Go through the listing and write out all of it exactly.

[A block of data]
....................

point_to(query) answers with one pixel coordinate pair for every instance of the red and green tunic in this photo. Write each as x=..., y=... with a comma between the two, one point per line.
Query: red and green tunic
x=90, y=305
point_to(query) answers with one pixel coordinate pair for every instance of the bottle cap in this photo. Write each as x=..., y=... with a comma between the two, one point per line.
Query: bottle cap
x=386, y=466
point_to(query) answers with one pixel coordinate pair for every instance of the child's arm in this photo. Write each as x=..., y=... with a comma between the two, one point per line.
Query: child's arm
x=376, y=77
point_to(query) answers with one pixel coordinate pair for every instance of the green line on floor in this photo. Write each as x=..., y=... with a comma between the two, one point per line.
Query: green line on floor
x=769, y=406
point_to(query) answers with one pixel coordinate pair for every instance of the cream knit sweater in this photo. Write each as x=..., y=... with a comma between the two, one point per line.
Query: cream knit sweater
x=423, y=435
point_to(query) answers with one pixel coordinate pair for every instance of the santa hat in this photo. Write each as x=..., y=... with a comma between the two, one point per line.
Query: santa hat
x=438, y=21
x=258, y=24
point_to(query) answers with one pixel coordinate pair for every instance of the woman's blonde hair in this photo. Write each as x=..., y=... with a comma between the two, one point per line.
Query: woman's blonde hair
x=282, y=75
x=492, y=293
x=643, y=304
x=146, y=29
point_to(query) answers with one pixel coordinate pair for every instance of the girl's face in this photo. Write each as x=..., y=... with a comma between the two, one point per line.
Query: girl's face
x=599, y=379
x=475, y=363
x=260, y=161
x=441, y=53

....................

The output.
point_to(query) answers with one pixel coordinate pair for every instance of the red and green tunic in this photo. Write each as x=..., y=... with a comma between the two, one point per line.
Query: red and green tunic
x=90, y=305
point_to(query) answers with one pixel coordinate pair for every instance of the bottle cap in this photo. Write each as x=..., y=... with a comma between the two, one point per line.
Query: bottle cap
x=386, y=466
point_to(query) answers with one pixel coordinate pair for every instance of the child's arm in this photo. Write each as x=..., y=... with a comma between the two, one point per line.
Query: child's arm
x=376, y=77
point_to(query) answers with one pixel coordinate pair for every instance of the green line on floor in this photo. Write each as x=..., y=... with a comma between the two, one point per line.
Query: green line on floor
x=769, y=406
point_to(query) answers with one pixel coordinate pair for every instance of the cream knit sweater in this photo. Write each as x=..., y=... with a comma between the two, one point per line.
Query: cream knit sweater
x=423, y=435
point_to(query) answers with one pixel coordinate pair for every instance of the santa hat in this photo. Write each as x=..., y=... with a comma between the two, one point per line.
Query: santa hat
x=438, y=21
x=258, y=24
point_to(query) answers with one pixel coordinate pair for every instance of the woman's blonde hair in this photo. Write each as x=..., y=... with a comma between the two, one point per line.
Query: woman's blonde hair
x=282, y=75
x=492, y=293
x=643, y=304
x=146, y=29
point_to(query) answers with one pixel coordinate pair for every instance of the girl's face in this photo. Write each as x=..., y=... with a comma between the two, one point per line.
Query: girl's face
x=599, y=379
x=475, y=363
x=260, y=161
x=441, y=53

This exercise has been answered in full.